### Direction
Reproduce every line of the listing below word for word, with no changes or omissions.

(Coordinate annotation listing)
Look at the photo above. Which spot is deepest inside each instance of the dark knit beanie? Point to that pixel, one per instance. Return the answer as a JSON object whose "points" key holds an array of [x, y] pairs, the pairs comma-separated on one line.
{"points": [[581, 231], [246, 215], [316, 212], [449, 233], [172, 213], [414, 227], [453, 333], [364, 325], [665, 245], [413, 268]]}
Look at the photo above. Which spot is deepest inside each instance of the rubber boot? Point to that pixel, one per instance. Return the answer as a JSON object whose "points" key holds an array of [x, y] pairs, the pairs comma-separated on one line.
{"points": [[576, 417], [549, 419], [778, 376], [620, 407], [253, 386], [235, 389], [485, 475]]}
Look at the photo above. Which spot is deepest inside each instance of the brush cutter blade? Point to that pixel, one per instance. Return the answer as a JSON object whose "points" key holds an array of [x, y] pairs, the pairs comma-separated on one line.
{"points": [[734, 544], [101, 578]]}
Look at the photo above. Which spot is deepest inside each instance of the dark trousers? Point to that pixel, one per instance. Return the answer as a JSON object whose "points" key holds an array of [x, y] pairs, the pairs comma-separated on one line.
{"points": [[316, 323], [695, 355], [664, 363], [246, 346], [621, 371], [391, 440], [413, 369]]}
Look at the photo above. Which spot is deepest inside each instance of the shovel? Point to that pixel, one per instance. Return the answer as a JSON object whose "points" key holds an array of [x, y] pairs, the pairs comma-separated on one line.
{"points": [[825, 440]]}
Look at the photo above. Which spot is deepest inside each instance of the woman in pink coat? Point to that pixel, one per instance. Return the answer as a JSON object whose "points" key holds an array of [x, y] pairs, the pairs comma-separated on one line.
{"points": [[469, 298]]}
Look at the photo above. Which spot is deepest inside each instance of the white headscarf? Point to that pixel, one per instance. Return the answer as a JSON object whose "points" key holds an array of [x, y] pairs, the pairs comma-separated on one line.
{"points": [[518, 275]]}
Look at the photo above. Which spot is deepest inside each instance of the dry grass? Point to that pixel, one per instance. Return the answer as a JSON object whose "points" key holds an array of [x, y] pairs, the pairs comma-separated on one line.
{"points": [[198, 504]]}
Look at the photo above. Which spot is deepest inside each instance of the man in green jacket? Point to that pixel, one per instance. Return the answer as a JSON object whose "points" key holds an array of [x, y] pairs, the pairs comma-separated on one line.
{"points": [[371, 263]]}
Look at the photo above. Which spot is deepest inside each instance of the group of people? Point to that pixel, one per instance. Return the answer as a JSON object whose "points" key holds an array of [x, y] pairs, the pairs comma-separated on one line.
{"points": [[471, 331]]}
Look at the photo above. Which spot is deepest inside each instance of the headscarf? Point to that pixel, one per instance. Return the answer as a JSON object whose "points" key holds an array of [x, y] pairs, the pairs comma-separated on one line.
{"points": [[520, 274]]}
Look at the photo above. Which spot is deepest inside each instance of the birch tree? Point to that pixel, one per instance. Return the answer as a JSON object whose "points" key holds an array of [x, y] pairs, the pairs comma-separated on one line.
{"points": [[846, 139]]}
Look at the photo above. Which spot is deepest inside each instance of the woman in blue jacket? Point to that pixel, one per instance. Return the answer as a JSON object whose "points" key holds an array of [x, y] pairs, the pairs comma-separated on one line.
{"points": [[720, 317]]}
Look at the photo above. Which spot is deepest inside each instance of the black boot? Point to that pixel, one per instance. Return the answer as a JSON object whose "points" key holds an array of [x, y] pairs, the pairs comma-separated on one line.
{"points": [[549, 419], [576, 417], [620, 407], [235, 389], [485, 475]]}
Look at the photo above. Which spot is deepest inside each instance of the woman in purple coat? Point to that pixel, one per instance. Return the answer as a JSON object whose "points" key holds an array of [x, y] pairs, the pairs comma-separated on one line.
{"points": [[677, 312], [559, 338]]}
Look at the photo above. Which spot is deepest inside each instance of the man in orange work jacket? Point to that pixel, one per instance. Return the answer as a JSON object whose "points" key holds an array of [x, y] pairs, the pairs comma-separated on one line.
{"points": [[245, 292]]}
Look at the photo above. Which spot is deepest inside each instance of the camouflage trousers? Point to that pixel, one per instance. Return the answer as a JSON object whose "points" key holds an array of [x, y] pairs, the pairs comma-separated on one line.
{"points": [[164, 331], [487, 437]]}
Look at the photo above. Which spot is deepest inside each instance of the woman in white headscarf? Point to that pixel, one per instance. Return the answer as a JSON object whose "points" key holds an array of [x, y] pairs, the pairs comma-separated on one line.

### Written answer
Look at the photo above. Which spot is deepest inside each instance of the dark knit beanie? Point to that pixel, one per instance. Return the answer as a JSON object whose "points" key holds an array of [x, y] pairs, the pairs comma-separated on one line.
{"points": [[581, 231], [246, 215], [316, 212], [449, 233], [172, 213], [414, 227], [453, 333], [364, 325], [665, 245], [413, 268]]}
Look at the photo above. Which spot is deepest inside each instance of the rubber boot? Point to that pixel, one per instance. Return the answer as a JSON object whose "points" key holds an array of [x, y] pairs, the pairs comma-separated on one line.
{"points": [[576, 417], [549, 419], [778, 376], [620, 407], [253, 386], [235, 389], [485, 475]]}
Look at the photo above. Which spot is deepest inside each instance of the brush cutter blade? Point to that pixel, one per instance. Return the answer as a JSON object whose "points" key holds an array of [x, y] pairs, the pairs comma-separated on one line.
{"points": [[734, 544], [101, 578]]}
Look at the photo above. Which spot is deepest inside each instance of the dark trousers? Point to that pixel, one per instance. Return the answer as a JSON object whose "points" key holds an array of [x, y] pairs, the pairs comma-separated on one line.
{"points": [[316, 323], [695, 355], [664, 363], [246, 346], [621, 371], [391, 440], [413, 369]]}
Look at the photo above. Which spot is deepest inside each instance of the shovel? Point to that pixel, one per instance. Return the answer as a JSON object whose "points" key holds an array of [x, y] pairs, the pairs comma-separated on one line.
{"points": [[825, 440]]}
Look at the photo above. Which spot is deepest inside each instance of the woman in pink coat? Point to that pixel, one per instance. Return the answer as a JSON object whose "points" key holds an array of [x, y] pairs, the pairs comma-separated on one line.
{"points": [[469, 298]]}
Look at the photo above. Which spot is deepest inside each instance of the white headscarf? Point to that pixel, one per instance. Return the answer as a JSON object whose "points" key holds an array of [x, y] pairs, the pairs comma-separated on one line.
{"points": [[518, 275]]}
Look at the photo above. Which spot is deepest inside each instance of the dry grass? Point to that pixel, one per instance. Return the answer as a JSON object whose "points" key holds an array of [x, y] pairs, the pairs comma-separated on one line.
{"points": [[198, 504]]}
Look at the photo above. Which spot is deepest inside each instance of the man in green jacket? Point to that pixel, one per instance. Return the answer as a JSON object whose "points" key holds an array of [x, y] pairs, the pairs comma-separated on one line.
{"points": [[371, 263]]}
Look at the photo above. Which spot is deepest inside each instance of the group of people? Point to that pixel, one per instance. Return the answer as a JSON object whose "points" key holds an array of [x, y] pairs, the pairs comma-separated on one line.
{"points": [[471, 331]]}
Look at the photo above. Which spot is deepest inside each instance of the headscarf? Point to that pixel, one per instance. Return the answer as a JSON object whose "points" key holds an array of [x, y] pairs, the pairs comma-separated on one line.
{"points": [[520, 274]]}
Look at the photo above. Which spot is deepest inside each instance of the birch tree? Point to that pixel, one per instance. Return the answer as a JSON object whose "points" key holds an array of [x, y] pairs, the pairs comma-separated on one line.
{"points": [[846, 139]]}
Look at the photo above. Which spot is deepest inside each instance of the woman in blue jacket? Point to that pixel, one per instance. Return the answer as a JSON object whose "points" key holds an array of [x, y] pairs, the pairs comma-separated on one line.
{"points": [[720, 317]]}
Look at the photo above. Which spot is deepest inside each instance of the black boot? Point to that pixel, one per instance. Return the answer as a JSON object whose "points" key holds an array of [x, y] pairs, the pairs comma-separated on one line.
{"points": [[549, 419], [576, 417], [620, 407], [235, 389], [485, 475]]}
Look at the photo above. Which spot is deepest inside each instance of the woman in purple coat? Point to that pixel, one per instance. Return the answer as a JSON object whose "points" key holds an array of [x, y] pairs, the pairs comma-separated on one line.
{"points": [[677, 312], [559, 338]]}
Look at the photo above. Which spot is deepest inside each instance of the man in orange work jacket? Point to that pixel, one per instance. Return the answer as a JSON object whose "points" key holds an array of [x, y] pairs, the pairs comma-separated on one line.
{"points": [[245, 292]]}
Look at the photo above. Which spot is deepest inside each instance of the camouflage trousers? Point to that pixel, one per instance. Return the answer as a JSON object whose "points" key holds an array of [x, y] pairs, the pairs comma-separated on one line.
{"points": [[164, 331], [487, 437]]}
Look at the photo above. Which spot is deepest inside each instance of the woman in white headscarf? Point to that pixel, one per instance. Return the answer as a JSON object whose "points" key holds an array of [x, y] pairs, the pairs comma-separated on one line.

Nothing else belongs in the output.